*AUSGEWÄHLTER ABSCHNITT*:
Walter Moers ist ein Autor, der – zumindest dort, wo ich mich normalerweise rumtreibe – auf Bookstagram eher selten erwähnt wird. Wenn aber mal jemand über seine Bücher spricht, dann ist es ausschließlich Gutes. Vor allem seine Fantasie und der Humor in seinen Werken werden positiv hervorgehoben und als ich erfahren habe, dass auch mein Vater ein großer Fan der Zamonien-Reihe ist, musste ich endlich damit beginnen. Als begeisterte Fantasyleserin wollte ich nämlich unbedingt in den unglaublich besonderen und von Walter Moers eigenhändig (oder eigengeistig?) erfundenen Kontinent abtauchen. Ob Die 13 1/2 Leben des Käpt’n Blaubär wirklich so toll war, wie erwartet? Hier in dieser Rezension verrate ich es … 😉


Klappentext

»Ein Blaubär hat 27 Leben. Dreizehneinhalb werde ich in diesem Buch preisgeben…«, so beginnt der allererste Roman von Walter Moers. Man schrieb das Jahr 1999, als der berühmte Käpt´n Blaubär seine halbe Lebensgeschichte vorlegte. Darin geht es um Zwergpiraten, Klabautergeister, Waldspinnenhexen, Tratschwellen, Stollentrolle, Finsterbergmaden, eine Berghutze, einen Riesen ohne Kopf, einen Kopf ohne Riese, schlafwandelnde Yetis, einen ewigen Tornado, Rikschadämonen, einen Prinz aus einer anderen Dimension, einen Professor mit sieben Gehirnen, denkenden Sand, eine kulinarische Insel, Kanaldrachen, dramatische Lügenduelle, Nattifftoffen, viereckige Sandstürme, eklige Kakertratten, das Tal der verworfenen Ideen, Horchlöffelchen, Zeitschnecken, Olfaktillen, einen Malmstrom, tödliche Gefahren, ewige Liebe, Rettungen in allerletzter Sekunde – und vieles andere mehr. (Quelle: www.penguinrandomhouse.de)

*Zeilen aus einem Datensatz*:
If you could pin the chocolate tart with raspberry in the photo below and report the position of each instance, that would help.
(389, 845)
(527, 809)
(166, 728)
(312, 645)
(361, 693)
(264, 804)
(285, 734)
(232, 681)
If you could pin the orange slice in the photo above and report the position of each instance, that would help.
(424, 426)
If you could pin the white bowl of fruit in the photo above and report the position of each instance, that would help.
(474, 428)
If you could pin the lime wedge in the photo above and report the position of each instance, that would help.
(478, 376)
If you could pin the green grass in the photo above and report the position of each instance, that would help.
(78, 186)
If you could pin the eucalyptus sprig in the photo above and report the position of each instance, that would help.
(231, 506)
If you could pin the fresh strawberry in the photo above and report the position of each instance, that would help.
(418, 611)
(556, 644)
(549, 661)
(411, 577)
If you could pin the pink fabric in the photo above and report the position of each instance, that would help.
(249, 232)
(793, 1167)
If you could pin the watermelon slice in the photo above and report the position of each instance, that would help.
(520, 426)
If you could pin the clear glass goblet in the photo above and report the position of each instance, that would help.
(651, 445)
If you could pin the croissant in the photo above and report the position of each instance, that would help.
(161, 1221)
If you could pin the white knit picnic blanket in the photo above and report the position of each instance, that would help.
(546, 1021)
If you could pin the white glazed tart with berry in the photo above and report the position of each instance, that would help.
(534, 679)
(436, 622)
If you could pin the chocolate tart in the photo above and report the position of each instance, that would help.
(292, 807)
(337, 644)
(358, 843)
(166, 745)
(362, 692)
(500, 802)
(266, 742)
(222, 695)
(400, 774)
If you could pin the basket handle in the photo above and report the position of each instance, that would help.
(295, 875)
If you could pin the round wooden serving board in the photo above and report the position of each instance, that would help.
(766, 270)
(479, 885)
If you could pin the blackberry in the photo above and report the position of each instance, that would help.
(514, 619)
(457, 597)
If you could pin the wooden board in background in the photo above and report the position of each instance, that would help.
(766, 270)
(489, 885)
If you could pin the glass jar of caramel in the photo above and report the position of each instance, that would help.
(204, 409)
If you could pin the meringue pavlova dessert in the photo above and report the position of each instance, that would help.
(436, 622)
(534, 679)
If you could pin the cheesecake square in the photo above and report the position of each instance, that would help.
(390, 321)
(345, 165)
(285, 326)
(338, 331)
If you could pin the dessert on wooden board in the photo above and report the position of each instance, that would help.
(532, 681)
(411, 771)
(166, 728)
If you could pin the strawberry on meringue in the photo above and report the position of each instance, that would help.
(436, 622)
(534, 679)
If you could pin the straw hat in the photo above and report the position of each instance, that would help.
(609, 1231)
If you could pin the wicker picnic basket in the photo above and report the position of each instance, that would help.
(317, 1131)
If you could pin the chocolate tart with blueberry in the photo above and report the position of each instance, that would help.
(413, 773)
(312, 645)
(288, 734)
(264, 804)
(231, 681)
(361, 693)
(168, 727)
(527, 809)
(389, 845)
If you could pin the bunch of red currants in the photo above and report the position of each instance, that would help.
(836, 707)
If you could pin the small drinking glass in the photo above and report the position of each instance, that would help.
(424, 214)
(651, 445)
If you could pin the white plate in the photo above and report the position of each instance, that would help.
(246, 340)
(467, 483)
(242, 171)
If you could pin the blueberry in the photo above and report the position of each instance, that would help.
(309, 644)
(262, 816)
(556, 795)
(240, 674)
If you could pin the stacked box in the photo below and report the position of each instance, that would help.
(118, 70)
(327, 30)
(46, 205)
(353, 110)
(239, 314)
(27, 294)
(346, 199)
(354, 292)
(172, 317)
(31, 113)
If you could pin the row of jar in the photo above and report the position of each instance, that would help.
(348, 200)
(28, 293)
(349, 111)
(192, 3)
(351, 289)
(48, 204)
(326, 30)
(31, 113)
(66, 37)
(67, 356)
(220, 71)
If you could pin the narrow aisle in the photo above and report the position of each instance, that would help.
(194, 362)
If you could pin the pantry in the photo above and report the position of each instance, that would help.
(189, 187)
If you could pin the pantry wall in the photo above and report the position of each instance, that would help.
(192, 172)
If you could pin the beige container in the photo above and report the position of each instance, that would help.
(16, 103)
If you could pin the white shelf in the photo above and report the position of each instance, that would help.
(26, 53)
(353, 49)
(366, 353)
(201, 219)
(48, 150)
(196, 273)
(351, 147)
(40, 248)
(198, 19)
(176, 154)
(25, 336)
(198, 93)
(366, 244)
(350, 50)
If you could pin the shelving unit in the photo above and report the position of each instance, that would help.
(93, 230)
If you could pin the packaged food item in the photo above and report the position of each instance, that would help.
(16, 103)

*GESTELLTE AUFGABE*:
Nimm den Text über „Die 13 1/2 Leben des Käpt’n Blaubär“ nach seinem letzten Satz wieder auf und schreibe ihn weiter. Die Einträge werden hier nicht gebraucht.

*ERGEBNIS DIESER ÜBUNG*:
Meine Meinung

Gestaltung:

Naja, das Cover ist hier wohl nicht so besonders … wirft man allerdings mal einen Blick in das Buch hinein, dann sieht das schon ganz anders aus!
Walter Moers ist – und das wusste ich bis vor kurzem (auch) noch nicht – wohl nicht nur ein bekannter Autor, sondern auch ein beliebter Comiczeichner. Das erklärt dann natürlich, dass er seine Bücher selbst illustriert – und das auch noch in seinem ganz eigenen und besonderen Stil, der es mir nicht nur leicht gemacht hat, mir all die ungewöhnlichen in Zamonien und Umgebung heimischen Wesen und auch ganz einfach Zamonien und Umgebung selbst vorzustellen, sondern mir auch das ein oder andere Schmunzeln entlocken konnte. Abgesehen von zwei Karten vorne und hinten im Buch gibt es nämlich auch alle paar Seiten Illustrationen von – nunja – sehenswürdigen Dingen und Personen?,Tieren?, Fabelwesen? Ach, keine Ahnung, wie ich diese Gestalten bezeichnen soll … Lest das Buch einfach und seht sie euch selbst an!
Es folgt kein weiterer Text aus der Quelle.